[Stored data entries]

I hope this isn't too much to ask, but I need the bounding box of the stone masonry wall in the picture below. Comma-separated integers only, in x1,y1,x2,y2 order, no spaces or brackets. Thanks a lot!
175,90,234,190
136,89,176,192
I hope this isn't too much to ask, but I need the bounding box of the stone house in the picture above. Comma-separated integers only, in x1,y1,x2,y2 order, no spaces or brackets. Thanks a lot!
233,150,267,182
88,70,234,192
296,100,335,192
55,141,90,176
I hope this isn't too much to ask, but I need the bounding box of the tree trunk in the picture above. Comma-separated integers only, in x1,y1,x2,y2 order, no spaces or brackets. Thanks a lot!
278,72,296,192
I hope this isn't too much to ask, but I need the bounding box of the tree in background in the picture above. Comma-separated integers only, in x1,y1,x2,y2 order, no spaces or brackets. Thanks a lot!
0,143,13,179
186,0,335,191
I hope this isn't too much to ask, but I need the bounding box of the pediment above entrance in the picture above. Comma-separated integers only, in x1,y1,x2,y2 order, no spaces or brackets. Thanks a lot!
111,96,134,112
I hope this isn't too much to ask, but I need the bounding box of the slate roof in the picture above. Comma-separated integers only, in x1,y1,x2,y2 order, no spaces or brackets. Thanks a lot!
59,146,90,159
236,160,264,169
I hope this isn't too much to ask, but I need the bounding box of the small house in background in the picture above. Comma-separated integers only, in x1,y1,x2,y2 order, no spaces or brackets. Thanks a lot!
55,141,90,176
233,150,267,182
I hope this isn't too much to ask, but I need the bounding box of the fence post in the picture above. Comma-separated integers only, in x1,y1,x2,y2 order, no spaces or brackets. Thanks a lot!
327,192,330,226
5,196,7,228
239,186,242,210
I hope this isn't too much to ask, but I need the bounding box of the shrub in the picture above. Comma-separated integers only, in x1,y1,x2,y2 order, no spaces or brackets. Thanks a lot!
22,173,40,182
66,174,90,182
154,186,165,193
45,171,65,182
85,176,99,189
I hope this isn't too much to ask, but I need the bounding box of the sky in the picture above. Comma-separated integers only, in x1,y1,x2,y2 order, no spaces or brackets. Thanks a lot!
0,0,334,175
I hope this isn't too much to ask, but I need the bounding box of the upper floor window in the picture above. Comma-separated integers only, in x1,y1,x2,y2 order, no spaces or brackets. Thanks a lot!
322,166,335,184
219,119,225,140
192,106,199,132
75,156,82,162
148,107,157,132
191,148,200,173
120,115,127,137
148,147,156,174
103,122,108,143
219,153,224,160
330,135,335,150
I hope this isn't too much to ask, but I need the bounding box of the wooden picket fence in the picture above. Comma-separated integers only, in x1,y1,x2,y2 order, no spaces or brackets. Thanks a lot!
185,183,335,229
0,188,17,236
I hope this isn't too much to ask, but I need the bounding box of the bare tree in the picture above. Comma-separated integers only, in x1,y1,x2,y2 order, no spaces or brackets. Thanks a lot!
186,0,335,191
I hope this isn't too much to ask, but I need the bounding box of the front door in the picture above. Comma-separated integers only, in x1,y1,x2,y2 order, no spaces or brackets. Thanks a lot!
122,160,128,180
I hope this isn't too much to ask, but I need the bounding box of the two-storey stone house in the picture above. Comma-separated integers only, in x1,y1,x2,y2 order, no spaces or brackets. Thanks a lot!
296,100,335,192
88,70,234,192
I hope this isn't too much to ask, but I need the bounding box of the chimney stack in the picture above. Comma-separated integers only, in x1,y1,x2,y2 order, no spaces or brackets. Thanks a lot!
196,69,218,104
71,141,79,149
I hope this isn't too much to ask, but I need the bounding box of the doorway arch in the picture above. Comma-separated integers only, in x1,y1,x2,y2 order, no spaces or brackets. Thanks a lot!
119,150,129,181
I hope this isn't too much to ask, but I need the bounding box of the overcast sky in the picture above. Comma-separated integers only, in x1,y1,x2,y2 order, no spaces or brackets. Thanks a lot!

• Exercise goal:
The full set of entries should appear again, unchanged, line by line.

• Written solution:
I hope this isn't too much to ask, but I need the bounding box of the stone masonry wall in the picture below. Comma-separated integers only, in x1,y1,x2,y2 order, no spaces or brackets. Thanks a lot!
175,90,234,190
136,89,176,192
I hope this isn't too much to ask, but I need the bounding box of the stone house in the picture above. Comma-separated integers only, in x1,y1,x2,y2 order, no spaces or brackets. Thanks a lot!
233,150,267,182
88,70,234,192
296,100,335,192
55,141,90,176
I hope this isn't too much to ask, but I need the bounding box of the tree trunk in the picture above. Comma-separated integers only, in x1,y1,x2,y2 order, no spaces or brackets. Thanks a lot!
278,72,296,192
I hope this isn't too much to ask, but I need the bounding box of the tree in background in the picture above. Comma-separated integers only, in x1,y1,x2,y2 order, no spaces or brackets. Thanks a lot!
0,143,13,179
186,0,335,191
I hope this isn't too much to ask, but I need the bounding box of the pediment above entrance in the picture above. Comma-separated integers only, in x1,y1,x2,y2 order, no spaces or brackets. Thanks a lot!
111,96,134,112
I hope this isn't too much to ask, but I need the bounding box of the slate roof in the picture above. Comma-separated integers only, in x1,y1,x2,y2 order, no spaces or brackets. Thanks a lot!
59,146,90,159
236,160,264,169
I hope this isn't too much to ask, but I need the bounding box of the small house in background in the picture above. Comma-separated integers only, in x1,y1,x2,y2 order, no spaces or brackets. Thanks a lot!
55,141,90,176
233,150,267,182
I hope this isn't too much to ask, but I need the bounding box of the fence post in the picture above. Comma-separated integers only, in x1,y1,x2,y2 order, no spaces or brackets. Thanks a lot!
327,192,330,226
5,196,7,228
239,186,242,210
I hope this isn't too much to ask, but I need the bounding box of the shrub in the picture above. Comma-separated integers only, in x1,y1,x2,y2 order, no spaces or brackets. Thanks a lot!
22,173,40,182
66,174,90,182
154,186,165,193
45,171,65,182
85,176,99,189
I hope this isn't too much to ask, but I need the bounding box of the sky in the picture above. Comma-separated integers only, in x1,y1,x2,y2 order, no spaces or brackets. Thanks a lot!
0,0,334,175
I hope this isn't too much to ask, but I need the bounding box of the upper floor window in the picture above. Comma-separated integers only, in x1,y1,x2,y2 order, no spaces or brackets. Thanks a lot!
322,166,335,184
219,119,225,140
192,106,199,132
75,156,82,162
148,107,157,132
191,148,200,173
120,115,127,137
148,147,156,174
103,122,108,143
219,153,224,160
330,135,335,150
I hope this isn't too much to ask, but I need the bounding box of the wooden picket fence in the picture above. Comma-separated integers only, in x1,y1,x2,y2 order, no spaces or brackets. Thanks a lot!
185,183,335,229
0,188,17,236
I hope this isn't too much to ask, but I need the bounding box of the bare tree in the picture above. Comma-separated integers only, in x1,y1,x2,y2 order, no spaces or brackets. Thanks a lot!
186,0,335,191
I hope this isn't too much to ask, but I need the bounding box of the front door in the picture above. Comma-separated integers only, in x1,y1,x2,y2 order, no spaces or brackets. Thanks a lot!
122,160,128,180
I hope this isn't too much to ask, but I need the bounding box of the two-storey stone house in the picture above. Comma-separated integers only, in x1,y1,x2,y2 order, no spaces or brackets. Thanks a lot!
296,100,335,192
88,70,234,192
I hope this isn't too much to ask, but I need the bounding box of the chimney stack in the picture above. Comma-separated integers only, in x1,y1,x2,y2 order, no spaces or brackets. Thanks a lot!
196,69,218,104
71,141,79,149
I hope this isn't too much to ask, but I need the bounding box of the doorway arch in the picture above. Comma-separated integers only, in x1,y1,x2,y2 order, no spaces or brackets. Thanks a lot!
119,150,129,181
I hope this isn't too much to ask, but I need the bounding box of the overcast sky in the picture above. Comma-separated integers only, in x1,y1,x2,y2 order, no spaces or brackets. Thanks a lot!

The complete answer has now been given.